RECORDS SUPPLIED

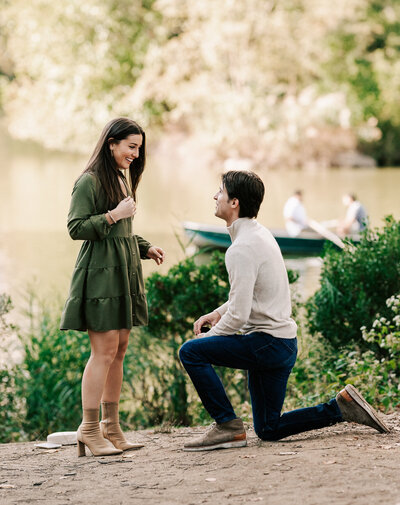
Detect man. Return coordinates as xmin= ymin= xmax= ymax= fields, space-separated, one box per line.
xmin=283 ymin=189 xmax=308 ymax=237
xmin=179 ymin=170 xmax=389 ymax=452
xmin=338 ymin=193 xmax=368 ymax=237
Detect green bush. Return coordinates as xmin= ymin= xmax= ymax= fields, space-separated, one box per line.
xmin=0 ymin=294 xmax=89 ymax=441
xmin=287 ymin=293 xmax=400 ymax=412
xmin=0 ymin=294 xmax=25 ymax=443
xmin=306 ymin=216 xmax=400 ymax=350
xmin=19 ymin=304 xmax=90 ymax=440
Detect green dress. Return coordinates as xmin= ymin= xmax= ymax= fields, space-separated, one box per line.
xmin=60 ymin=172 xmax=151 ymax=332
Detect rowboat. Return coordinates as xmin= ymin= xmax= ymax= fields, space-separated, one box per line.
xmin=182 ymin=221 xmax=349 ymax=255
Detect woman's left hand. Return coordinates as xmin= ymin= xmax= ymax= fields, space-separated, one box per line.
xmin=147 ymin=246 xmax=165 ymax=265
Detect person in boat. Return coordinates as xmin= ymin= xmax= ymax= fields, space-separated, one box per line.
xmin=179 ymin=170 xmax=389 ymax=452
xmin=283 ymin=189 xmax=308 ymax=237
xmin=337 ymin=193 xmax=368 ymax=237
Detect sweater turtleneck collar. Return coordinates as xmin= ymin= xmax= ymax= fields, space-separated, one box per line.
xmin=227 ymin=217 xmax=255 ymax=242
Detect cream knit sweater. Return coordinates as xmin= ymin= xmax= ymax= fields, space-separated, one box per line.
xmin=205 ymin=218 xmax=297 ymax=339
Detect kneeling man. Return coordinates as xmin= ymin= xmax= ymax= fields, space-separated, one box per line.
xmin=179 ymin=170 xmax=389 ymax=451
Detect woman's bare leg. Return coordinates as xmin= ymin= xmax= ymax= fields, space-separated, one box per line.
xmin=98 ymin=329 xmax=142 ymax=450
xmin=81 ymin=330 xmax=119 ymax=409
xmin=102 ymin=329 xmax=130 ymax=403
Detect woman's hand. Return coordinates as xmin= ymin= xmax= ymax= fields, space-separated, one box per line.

WHAT TO PRODUCE
The entries above should be reproduced exactly, without their pictures.

WRITTEN REPLY
Detect man. Return coordinates as xmin= ymin= xmax= ymax= fields, space-separated, one box per line.
xmin=283 ymin=189 xmax=308 ymax=237
xmin=179 ymin=170 xmax=389 ymax=452
xmin=338 ymin=193 xmax=368 ymax=237
Detect green bush. Return coordinates as xmin= ymin= xmax= ymax= fields, space-separated, one box per line.
xmin=0 ymin=294 xmax=89 ymax=441
xmin=287 ymin=293 xmax=400 ymax=412
xmin=0 ymin=294 xmax=25 ymax=443
xmin=306 ymin=216 xmax=400 ymax=350
xmin=19 ymin=304 xmax=90 ymax=440
Detect green dress. Return coordinates as xmin= ymin= xmax= ymax= fields, space-separated, one box per line.
xmin=60 ymin=172 xmax=151 ymax=332
Detect rowboat. Return coordinates as xmin= ymin= xmax= ymax= fields, space-separated, one box per line.
xmin=182 ymin=221 xmax=349 ymax=255
Detect woman's left hand. Return coordinates as xmin= ymin= xmax= ymax= fields, space-separated, one box per line.
xmin=147 ymin=246 xmax=165 ymax=265
Detect person in boat. Return coordinates as xmin= ymin= xmax= ymax= fields, space-separated, one box per line.
xmin=179 ymin=170 xmax=389 ymax=452
xmin=283 ymin=189 xmax=308 ymax=237
xmin=337 ymin=193 xmax=368 ymax=237
Detect sweater turtleneck collar. Return coordinates as xmin= ymin= xmax= ymax= fields, space-separated, one box per line.
xmin=227 ymin=217 xmax=255 ymax=242
Detect cream knit sweater. Return coordinates as xmin= ymin= xmax= ymax= fields, space-separated, one box per line.
xmin=205 ymin=218 xmax=297 ymax=339
Detect kneeling man. Return coordinates as xmin= ymin= xmax= ymax= fields, space-separated, one box per line.
xmin=179 ymin=170 xmax=389 ymax=451
Detect woman's bare leg. Return coordinates as xmin= ymin= xmax= ymax= fields, space-separated, one box per line.
xmin=98 ymin=329 xmax=142 ymax=450
xmin=81 ymin=330 xmax=119 ymax=409
xmin=102 ymin=329 xmax=130 ymax=403
Detect woman's hand. Return coordinates as xmin= ymin= xmax= ymax= fields, space-separated, one box per line.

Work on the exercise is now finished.